:: SUPPLIED TEXT ::
The Release is published on the public sibling repo aximcode/axl-sdk-releases, not on the private upstream — pass --repo to gh release view:

gh release view vX.Y.Z --repo aximcode/axl-sdk-releases

Should show the release page with axl-sdk.deb, axl-sdk.rpm, axl-sdk-tools-{x64,aa64}.tar.gz, axl-sdk-host-tools.{tar.gz,deb}, and SHA256SUMS attached.

The .deb / .rpm packages include the full C and C++ surface when CI builds with the ARM bare-metal toolchain cached (scripts/install-arm-toolchain.sh). Specifically, each package contains:

C bits (always): axl-cc driver, libaxl.a per arch, axl.h + axl/*.h headers, CRT0 objects, linker scripts, CMake config, pkg-config, JSON5 sidecars.
C++ bits (when toolchain present at build time): axl-c++ driver, libaxl-cxx.a per arch. libaxl-cxx.a doesn’t link libstdc++ so there’s no runtime-dependency escalation on the package — pure-C consumers can ignore the extra files.

CI cache invalidation: the ARM toolchain tarball is keyed on its pinned version (14.3.rel1 at writing). Bump the pin in scripts/install-arm-toolchain.sh to force a re-fetch. Verify both packages contain libaxl-cxx.a after a release build:

dpkg-deb -c axl-sdk_*_amd64.deb | grep libaxl-cxx
rpm -qpl axl-sdk-*.x86_64.rpm | grep libaxl-cxx

If libaxl-cxx.a is missing, the build host either didn’t have the ARM bare-metal toolchain available or install.sh’s auto-detect failed. See AXL-SDK-Design.md §”C++ support” for the toolchain story.

8. Get back on `main`

git checkout main      # if `git status` shows detached HEAD
git status             # confirm: "On branch main, working tree clean"

git tag -a and git push origin <tag> themselves don’t detach HEAD, but a typical release session involves enough sideband operations (rebases, fix-ups during step 5’s tag-message edit, git checkout vX.Y.Z to spot-check the tagged tree before pushing) that it’s worth verifying. Subsequent commits made while detached will be invisible to git push origin main, which is the silent-data-loss case to avoid.
:::
:: DATASET EXCERPTS ::
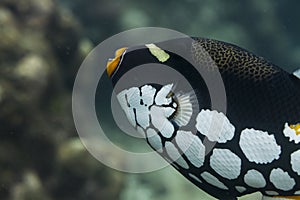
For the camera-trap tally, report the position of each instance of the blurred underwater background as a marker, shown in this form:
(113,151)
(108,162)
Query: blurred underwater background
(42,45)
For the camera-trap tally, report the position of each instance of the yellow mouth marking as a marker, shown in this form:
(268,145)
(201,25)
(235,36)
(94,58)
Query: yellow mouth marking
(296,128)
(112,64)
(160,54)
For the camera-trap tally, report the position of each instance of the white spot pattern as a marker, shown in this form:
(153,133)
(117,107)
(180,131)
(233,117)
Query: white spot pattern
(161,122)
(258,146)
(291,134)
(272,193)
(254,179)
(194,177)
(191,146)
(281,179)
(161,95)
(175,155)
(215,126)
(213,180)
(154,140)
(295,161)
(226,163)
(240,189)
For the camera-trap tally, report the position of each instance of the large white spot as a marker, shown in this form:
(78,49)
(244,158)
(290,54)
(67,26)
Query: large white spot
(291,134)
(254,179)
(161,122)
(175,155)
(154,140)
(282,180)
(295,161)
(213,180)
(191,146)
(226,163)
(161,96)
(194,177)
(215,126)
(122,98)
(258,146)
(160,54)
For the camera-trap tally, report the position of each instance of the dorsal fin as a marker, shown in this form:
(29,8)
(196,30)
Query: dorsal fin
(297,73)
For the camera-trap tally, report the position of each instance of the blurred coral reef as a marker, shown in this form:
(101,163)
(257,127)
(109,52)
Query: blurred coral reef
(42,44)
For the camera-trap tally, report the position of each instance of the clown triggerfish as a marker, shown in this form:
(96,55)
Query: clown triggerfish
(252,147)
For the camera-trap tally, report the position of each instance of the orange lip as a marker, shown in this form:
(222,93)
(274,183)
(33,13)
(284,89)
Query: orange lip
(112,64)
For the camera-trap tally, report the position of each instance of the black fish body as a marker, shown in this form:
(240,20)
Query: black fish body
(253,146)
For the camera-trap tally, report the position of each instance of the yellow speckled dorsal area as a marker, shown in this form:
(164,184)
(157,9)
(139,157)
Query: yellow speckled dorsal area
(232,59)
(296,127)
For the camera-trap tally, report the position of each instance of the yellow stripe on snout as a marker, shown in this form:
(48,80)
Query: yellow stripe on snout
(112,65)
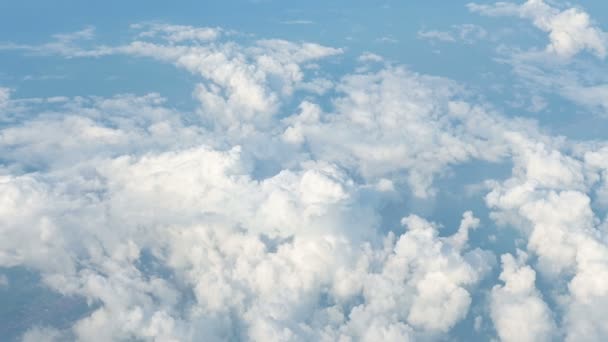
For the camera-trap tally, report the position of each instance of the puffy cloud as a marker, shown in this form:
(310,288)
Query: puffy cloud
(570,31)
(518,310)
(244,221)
:::
:: DATASET EXCERPTS ::
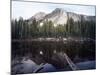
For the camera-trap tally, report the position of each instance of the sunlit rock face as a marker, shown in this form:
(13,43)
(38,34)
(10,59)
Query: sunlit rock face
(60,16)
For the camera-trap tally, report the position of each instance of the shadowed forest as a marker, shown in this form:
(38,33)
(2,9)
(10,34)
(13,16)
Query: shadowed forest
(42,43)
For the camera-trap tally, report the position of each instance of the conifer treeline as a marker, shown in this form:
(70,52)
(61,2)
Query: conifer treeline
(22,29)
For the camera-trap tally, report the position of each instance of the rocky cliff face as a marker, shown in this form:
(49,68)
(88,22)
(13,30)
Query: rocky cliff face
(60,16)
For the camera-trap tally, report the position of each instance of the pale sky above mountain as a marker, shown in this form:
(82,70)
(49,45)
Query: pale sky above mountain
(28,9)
:::
- PROBLEMS TO WORK ON -
a) Which repository do the release instructions say the Release is published on?
b) Copy everything in the release instructions from "C bits (always): axl-cc" down to "the extra files.".

- ANSWER SET -
a) The public sibling repo aximcode/axl-sdk-releases.

b)
C bits (always): axl-cc driver, libaxl.a per arch, axl.h + axl/*.h headers, CRT0 objects, linker scripts, CMake config, pkg-config, JSON5 sidecars.
C++ bits (when toolchain present at build time): axl-c++ driver, libaxl-cxx.a per arch. libaxl-cxx.a doesn’t link libstdc++ so there’s no runtime-dependency escalation on the package — pure-C consumers can ignore the extra files.